**Objective**
In the reflection below on the Parable of the Workers in the Vineyard, at what times of day does the landowner hire additional workers after the early-morning group?

**Document text**

----

Image

Matthew 20:1-16

Maybe you remember this old line: A conservative is a liberal who has been mugged, and a liberal is a conservative who has been arrested.

Our notions of justice usually cannot help but be influenced by our own circumstances and by our opinions about what we and others deserve. We insist justice has to do with equality, but a lot of time it’s a word we toss around to keep people and things we don’t like at bay.

And then along came Jesus, eager to mess even more with our regular attitudes about what’s right and fair.

It’s a story about Generosity

Maybe no other words attributed to Jesus’ cause as much offense to ethical calculations as the Parable of the Workers in the Vineyard. He compares “the kingdom of heaven,” or the way things are when God sets the standards, to a situation in which hardworking, reliable people get shafted. Or do they?

This story starts with the rich young ruler in Matthew 19: 16-24, then Peter’s question in Matthew 19: 27. Jesus responds with this Parable: early in the morning, a landowner hires people to work in his vineyard for the standard daily wage. He hires additional people at 9am, noon, and 3pm and again at 5pm, telling each of these groups he wills them “whatever is right.” When the hot workday ends, he first pays the folks who labored only a single hour the standard daily wage, the same amount he pledged to those who worked nearly sunup to sunset. When the members of the full-day crew get to the front of the line, they receive the same amount, exactly what they were promised.

READ MATTHEW 20: 1-16

The full-day workers are understandably resentful. We aren’t told how the one-hour shift responds. Maybe they hustled back to their homes thinking the land owner might have a change of heart.

Meanwhile, dismayed accountants back in the vineyard probably start updating their resume`s.

The actions of the landowner are all kinds of crazy. They make no sense, at least from an economic perspective. Yet that’s the point. Jesus’ parables often include absurd behavior to deliver their message, which in this case is a characterization of what it means to call God “righteous” or “just.” When the landowner promises to pay “whatever is right,” his words mean “whatever is just.”

It’s a Parable about God’s Graciousness

So excessive is God’s tendency to give and care, it violates our instincts about fairness. Such justice looks rash. It almost makes God out as inattentive to the kinds of people who, just by going about their usual business, easily exceed humanity’s lowest common denominators for effort, morality and piety.

But, then again, the landowner does give the complaining workers exactly what he promised them.

It’s a story about people in need

We learn more about God when we travel deeper into the world the parable imagines and considers its other characters.

----

**Dataset extract**
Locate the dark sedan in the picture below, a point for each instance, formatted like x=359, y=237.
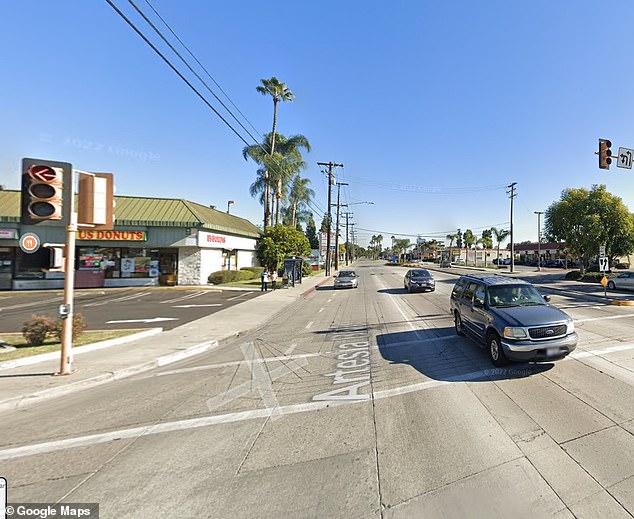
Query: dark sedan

----

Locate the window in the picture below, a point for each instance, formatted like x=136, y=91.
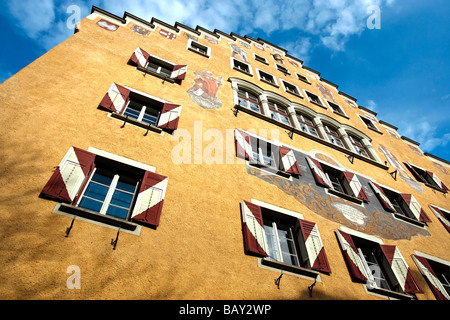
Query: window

----

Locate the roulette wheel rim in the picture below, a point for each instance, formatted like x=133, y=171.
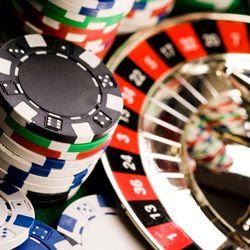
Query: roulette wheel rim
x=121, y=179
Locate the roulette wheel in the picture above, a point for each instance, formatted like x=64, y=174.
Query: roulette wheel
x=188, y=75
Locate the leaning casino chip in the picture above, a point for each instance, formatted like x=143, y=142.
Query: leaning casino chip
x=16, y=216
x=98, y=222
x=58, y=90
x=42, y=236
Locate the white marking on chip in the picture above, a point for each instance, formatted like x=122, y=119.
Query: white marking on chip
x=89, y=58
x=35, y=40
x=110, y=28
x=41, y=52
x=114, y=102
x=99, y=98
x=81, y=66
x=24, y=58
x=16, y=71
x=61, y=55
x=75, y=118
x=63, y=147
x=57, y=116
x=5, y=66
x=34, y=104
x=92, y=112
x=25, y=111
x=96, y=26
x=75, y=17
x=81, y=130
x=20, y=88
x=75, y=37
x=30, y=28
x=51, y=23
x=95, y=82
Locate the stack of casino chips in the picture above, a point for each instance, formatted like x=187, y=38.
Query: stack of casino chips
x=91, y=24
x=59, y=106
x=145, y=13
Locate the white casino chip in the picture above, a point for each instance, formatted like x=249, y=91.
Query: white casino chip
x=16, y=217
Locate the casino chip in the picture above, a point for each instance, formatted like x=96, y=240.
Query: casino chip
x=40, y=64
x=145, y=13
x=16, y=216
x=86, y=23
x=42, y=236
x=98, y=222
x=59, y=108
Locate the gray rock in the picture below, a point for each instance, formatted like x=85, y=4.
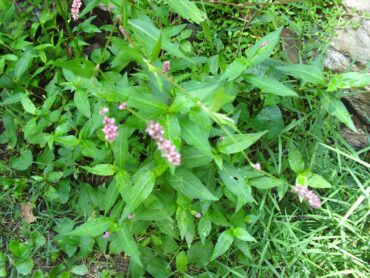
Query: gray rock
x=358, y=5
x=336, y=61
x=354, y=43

----

**In response**
He hires additional workers at 9am, noon, 3pm, and 5pm.